• **Problem statement**: Repeat, with no changes, the part of the listing that opens with the line containing "Rules. Find each instance of the windswept" and closes with the line containing "point(192, 378)", including both of those lines.

-------- Records for this exercise

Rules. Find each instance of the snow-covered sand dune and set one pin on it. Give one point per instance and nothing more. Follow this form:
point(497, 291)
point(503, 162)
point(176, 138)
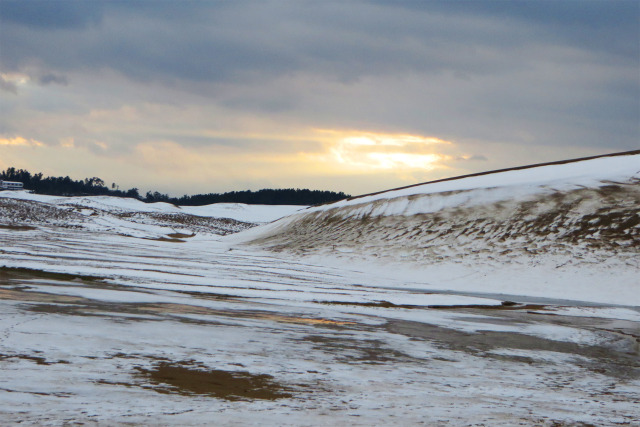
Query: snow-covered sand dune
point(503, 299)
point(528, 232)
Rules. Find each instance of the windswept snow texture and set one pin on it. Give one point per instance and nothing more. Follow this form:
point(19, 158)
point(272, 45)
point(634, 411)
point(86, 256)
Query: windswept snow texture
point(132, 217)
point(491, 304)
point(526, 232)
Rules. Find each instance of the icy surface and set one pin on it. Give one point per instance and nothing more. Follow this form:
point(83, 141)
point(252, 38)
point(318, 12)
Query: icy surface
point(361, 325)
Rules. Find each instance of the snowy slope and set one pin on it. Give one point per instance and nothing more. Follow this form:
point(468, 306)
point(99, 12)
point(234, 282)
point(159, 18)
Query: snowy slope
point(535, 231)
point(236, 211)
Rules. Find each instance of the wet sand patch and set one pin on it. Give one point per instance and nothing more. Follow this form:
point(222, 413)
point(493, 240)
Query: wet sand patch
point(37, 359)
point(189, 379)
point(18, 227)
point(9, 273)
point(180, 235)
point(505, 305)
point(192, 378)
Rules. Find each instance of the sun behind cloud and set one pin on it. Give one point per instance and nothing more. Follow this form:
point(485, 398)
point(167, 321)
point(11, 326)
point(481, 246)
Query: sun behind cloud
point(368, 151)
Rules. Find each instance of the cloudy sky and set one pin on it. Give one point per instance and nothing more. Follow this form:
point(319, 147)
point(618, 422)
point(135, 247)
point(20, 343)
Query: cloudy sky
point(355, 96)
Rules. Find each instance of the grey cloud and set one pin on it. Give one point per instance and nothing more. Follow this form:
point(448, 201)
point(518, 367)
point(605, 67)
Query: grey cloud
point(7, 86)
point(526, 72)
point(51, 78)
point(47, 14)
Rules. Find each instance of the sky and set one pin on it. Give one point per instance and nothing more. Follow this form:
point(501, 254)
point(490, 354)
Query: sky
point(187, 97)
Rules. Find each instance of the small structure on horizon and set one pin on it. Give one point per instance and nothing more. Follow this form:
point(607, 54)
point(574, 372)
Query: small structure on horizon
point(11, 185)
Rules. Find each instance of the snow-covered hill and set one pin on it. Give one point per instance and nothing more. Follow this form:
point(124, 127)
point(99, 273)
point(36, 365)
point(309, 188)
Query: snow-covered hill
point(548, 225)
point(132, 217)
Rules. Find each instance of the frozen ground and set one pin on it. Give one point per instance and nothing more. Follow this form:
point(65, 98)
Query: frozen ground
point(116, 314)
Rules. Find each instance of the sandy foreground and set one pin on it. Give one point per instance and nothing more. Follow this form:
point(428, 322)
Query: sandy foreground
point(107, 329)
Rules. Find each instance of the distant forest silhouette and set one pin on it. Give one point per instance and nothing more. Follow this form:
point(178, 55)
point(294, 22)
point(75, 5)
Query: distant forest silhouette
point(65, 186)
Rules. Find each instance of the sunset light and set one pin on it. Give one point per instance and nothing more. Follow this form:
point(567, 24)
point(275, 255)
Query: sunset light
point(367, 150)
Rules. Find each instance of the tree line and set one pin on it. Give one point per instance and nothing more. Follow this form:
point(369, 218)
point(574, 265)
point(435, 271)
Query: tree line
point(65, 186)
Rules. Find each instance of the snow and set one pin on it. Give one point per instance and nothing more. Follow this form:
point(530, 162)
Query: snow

----------------

• **Output of the exercise**:
Rules. Find each instance of the windswept snow texture and set one pin on it. Give one point per instance and nothing more. Follow this form:
point(19, 158)
point(272, 45)
point(634, 411)
point(86, 256)
Query: windswept snow texture
point(132, 217)
point(491, 304)
point(526, 232)
Rules. Find each instance of the icy surface and set one pin on it. Give one point per instance and nothing more. Follow this form:
point(83, 141)
point(252, 38)
point(318, 12)
Query: icy surface
point(361, 325)
Rules. Find each instance of the snowy slope and set one pin on it. Give one point per instance and nothing more. Follow this form:
point(468, 306)
point(99, 12)
point(234, 282)
point(159, 18)
Query: snowy slope
point(535, 231)
point(236, 211)
Rules. Find each instance of the wet sand patch and set one pin on it. Give one point per instance and nothing more. Follow this form:
point(222, 413)
point(493, 240)
Query: wet sand patch
point(37, 359)
point(189, 379)
point(18, 227)
point(9, 273)
point(180, 235)
point(505, 305)
point(192, 378)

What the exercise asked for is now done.